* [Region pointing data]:
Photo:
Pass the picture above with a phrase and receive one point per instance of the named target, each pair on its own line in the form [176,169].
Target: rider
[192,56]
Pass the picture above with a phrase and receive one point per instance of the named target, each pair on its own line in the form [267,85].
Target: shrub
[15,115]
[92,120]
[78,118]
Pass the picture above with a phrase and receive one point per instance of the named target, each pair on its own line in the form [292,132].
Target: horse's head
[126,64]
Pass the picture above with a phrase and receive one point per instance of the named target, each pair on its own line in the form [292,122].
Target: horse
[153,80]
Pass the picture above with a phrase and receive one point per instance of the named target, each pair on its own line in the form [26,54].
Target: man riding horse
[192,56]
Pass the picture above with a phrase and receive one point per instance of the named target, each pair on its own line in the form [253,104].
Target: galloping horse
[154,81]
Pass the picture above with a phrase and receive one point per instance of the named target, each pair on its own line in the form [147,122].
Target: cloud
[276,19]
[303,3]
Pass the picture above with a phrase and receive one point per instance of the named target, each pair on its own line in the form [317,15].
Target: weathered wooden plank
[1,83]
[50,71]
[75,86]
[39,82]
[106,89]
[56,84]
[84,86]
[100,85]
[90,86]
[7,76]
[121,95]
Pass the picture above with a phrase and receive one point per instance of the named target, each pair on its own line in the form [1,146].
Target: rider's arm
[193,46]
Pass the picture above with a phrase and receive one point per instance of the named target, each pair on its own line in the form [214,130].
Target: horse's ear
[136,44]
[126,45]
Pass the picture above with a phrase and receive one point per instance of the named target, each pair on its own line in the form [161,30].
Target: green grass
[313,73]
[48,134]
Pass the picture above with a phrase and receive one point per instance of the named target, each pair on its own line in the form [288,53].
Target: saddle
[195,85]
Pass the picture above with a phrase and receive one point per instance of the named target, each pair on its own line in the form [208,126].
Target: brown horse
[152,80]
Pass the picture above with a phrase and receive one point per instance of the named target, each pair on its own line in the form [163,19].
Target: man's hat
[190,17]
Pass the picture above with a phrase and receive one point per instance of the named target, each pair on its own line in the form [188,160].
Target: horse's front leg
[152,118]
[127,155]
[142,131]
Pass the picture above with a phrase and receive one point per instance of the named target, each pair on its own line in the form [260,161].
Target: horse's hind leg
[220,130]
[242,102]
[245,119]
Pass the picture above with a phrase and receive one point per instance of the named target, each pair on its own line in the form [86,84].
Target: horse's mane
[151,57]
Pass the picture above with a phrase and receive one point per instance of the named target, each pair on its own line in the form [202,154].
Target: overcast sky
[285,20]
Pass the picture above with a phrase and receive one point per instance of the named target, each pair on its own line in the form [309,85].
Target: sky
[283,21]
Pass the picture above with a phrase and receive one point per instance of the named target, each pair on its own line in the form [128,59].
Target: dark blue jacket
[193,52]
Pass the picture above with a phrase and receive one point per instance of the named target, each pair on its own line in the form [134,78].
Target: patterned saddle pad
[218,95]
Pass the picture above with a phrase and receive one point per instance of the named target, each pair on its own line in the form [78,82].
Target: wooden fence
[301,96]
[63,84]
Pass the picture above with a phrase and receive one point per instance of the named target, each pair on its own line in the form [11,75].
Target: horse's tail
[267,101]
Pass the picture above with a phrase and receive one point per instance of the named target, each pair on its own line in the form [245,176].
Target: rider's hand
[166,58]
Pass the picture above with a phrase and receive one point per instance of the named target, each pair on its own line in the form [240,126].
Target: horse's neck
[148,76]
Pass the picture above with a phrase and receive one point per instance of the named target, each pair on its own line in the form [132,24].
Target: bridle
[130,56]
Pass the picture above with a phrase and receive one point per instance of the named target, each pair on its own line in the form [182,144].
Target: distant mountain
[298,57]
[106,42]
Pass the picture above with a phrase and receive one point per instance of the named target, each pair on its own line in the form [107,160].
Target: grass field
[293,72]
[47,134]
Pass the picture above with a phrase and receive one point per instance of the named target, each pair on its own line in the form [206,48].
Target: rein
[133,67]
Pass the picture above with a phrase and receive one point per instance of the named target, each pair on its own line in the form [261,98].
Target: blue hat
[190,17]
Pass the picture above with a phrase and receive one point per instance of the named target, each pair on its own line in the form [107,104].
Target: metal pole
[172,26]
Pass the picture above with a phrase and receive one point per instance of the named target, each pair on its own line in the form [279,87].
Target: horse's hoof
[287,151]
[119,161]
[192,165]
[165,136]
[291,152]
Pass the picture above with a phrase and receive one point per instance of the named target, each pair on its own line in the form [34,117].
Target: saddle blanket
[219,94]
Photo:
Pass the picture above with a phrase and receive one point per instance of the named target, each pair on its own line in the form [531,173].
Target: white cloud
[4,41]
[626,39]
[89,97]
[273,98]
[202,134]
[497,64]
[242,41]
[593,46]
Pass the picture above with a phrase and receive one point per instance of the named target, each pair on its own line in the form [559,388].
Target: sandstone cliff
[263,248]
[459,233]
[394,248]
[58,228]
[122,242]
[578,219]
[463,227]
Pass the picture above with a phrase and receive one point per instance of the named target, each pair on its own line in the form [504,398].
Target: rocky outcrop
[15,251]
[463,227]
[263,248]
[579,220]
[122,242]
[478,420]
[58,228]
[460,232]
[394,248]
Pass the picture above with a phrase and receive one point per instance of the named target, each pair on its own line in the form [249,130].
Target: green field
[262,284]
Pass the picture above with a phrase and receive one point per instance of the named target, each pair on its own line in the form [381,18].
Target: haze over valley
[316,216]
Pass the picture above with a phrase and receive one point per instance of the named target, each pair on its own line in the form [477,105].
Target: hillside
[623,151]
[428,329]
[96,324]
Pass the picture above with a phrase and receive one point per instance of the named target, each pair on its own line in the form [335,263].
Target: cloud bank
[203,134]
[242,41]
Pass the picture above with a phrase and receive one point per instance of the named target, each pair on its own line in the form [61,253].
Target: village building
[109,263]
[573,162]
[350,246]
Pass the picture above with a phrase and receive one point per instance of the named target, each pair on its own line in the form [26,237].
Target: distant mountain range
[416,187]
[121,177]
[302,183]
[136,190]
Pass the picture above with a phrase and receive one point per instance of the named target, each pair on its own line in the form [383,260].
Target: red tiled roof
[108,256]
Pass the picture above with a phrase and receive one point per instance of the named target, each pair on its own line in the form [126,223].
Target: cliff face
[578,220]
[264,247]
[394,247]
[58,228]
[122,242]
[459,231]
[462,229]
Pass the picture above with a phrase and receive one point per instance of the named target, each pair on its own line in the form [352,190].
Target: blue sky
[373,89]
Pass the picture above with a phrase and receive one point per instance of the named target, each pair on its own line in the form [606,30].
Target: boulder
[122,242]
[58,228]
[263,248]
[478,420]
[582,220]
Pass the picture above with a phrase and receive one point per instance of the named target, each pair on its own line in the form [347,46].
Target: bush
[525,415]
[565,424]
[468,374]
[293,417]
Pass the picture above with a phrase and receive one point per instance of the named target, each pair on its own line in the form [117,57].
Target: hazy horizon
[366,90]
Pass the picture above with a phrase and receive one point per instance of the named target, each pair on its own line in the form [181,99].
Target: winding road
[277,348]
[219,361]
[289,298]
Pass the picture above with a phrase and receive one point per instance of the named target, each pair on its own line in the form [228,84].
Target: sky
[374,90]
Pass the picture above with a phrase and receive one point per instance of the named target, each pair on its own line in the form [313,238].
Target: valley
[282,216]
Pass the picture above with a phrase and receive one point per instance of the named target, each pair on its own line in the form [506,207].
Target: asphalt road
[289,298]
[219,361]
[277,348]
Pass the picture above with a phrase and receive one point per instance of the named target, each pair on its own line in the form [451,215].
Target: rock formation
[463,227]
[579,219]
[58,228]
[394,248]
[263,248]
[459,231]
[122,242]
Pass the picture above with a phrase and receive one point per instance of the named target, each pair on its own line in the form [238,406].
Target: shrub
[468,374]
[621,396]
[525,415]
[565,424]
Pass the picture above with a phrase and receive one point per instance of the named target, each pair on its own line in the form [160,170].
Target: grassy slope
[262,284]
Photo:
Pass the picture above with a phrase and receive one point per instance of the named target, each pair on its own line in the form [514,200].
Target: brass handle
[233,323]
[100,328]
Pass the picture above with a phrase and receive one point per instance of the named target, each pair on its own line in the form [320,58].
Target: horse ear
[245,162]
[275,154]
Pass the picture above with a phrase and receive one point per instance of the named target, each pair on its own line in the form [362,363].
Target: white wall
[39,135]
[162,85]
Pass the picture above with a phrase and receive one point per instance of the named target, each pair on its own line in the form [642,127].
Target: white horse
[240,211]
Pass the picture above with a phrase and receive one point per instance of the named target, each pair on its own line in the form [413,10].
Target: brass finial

* [The problem]:
Lines from the one with "the form [362,363]." through the end of the data: set these down exactly, including both ends and nothing more.

* [Reply to the task]:
Pass the picture above with a phrase and receive one point per instance of the named target, each pair on its own line in the form [362,363].
Target: white wall
[39,135]
[162,85]
Pass the picture above with a phrase and receive one point per instance of the named target, each pair on its own line in the form [642,127].
Target: white horse
[240,211]
Pass the picture above with a phrase and receive one point per instance of the named target, each pair on its own line in the form [413,10].
Target: brass finial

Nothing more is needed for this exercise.